## [Data to use]
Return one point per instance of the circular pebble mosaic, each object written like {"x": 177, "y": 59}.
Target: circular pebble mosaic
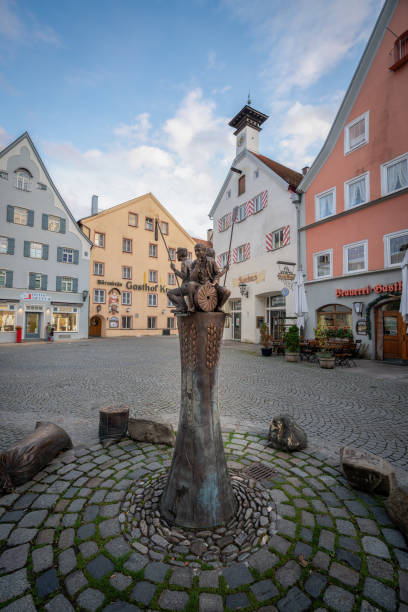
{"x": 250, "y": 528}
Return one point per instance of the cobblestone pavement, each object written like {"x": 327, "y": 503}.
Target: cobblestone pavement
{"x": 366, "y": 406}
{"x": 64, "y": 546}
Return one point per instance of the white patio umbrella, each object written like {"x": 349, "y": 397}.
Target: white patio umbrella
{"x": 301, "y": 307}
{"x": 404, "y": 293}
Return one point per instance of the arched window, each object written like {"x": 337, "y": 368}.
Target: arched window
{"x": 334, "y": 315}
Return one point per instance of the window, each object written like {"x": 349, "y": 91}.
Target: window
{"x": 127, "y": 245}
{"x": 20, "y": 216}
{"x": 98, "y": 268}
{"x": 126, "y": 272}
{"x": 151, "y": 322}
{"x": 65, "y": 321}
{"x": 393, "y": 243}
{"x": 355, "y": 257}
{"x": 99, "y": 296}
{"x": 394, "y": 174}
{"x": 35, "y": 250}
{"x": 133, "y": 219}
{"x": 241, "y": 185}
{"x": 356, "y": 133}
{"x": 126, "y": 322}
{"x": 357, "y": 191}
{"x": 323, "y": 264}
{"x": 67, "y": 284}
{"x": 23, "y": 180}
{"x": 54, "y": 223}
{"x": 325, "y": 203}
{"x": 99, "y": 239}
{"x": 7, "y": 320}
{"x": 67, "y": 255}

---

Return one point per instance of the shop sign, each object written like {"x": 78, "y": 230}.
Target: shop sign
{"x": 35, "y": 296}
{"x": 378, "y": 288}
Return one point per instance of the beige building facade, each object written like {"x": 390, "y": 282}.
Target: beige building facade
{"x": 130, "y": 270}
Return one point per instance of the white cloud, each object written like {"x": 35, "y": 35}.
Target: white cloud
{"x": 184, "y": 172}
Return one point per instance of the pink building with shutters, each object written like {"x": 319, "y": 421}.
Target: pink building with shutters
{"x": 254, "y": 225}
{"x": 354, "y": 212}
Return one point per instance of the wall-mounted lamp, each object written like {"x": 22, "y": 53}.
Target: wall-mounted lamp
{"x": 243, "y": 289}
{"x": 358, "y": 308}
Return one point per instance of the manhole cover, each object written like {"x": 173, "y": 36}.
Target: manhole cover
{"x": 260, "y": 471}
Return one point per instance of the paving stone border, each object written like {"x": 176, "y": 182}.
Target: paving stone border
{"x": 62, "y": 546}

--

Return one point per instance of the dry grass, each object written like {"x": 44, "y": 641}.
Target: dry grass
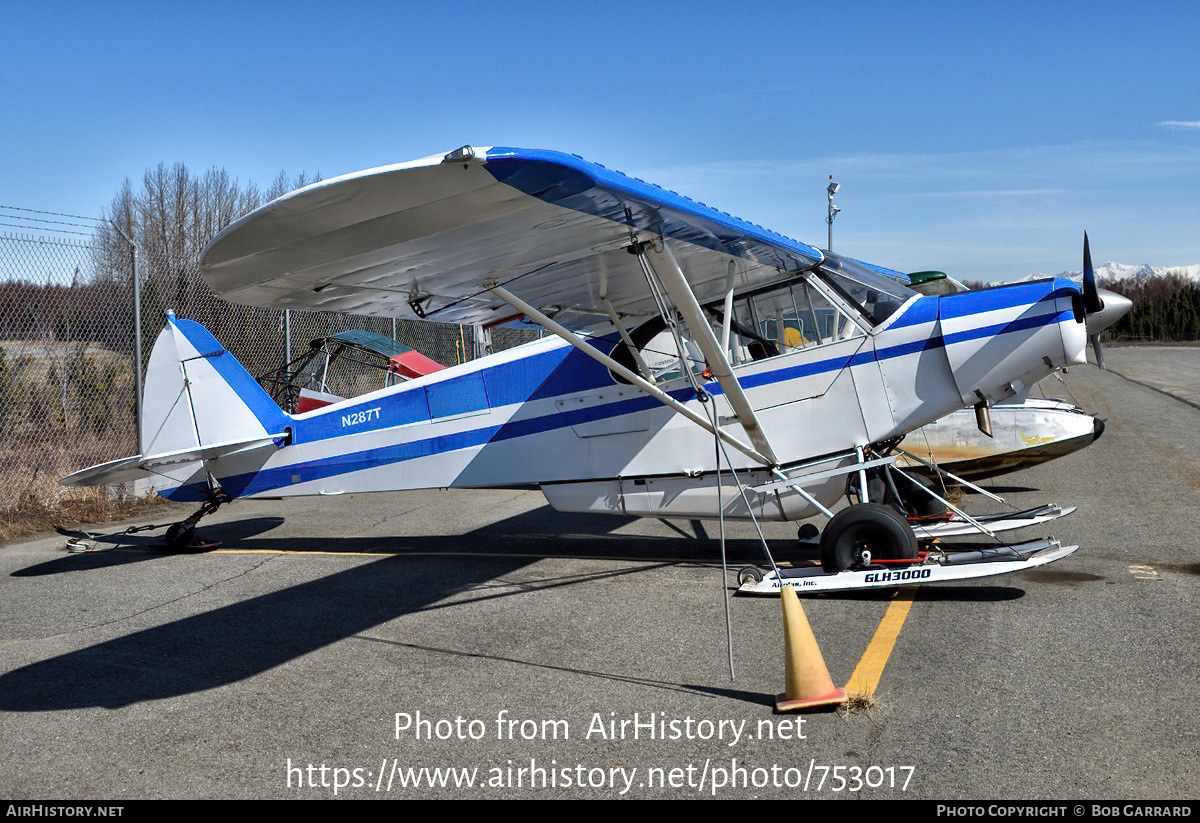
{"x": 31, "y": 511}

## [Objective]
Show every line of the material above that contains the word "patio".

## [Solution below]
Return one point per instance of the white patio umbrella, each object written like {"x": 349, "y": 397}.
Target: white patio umbrella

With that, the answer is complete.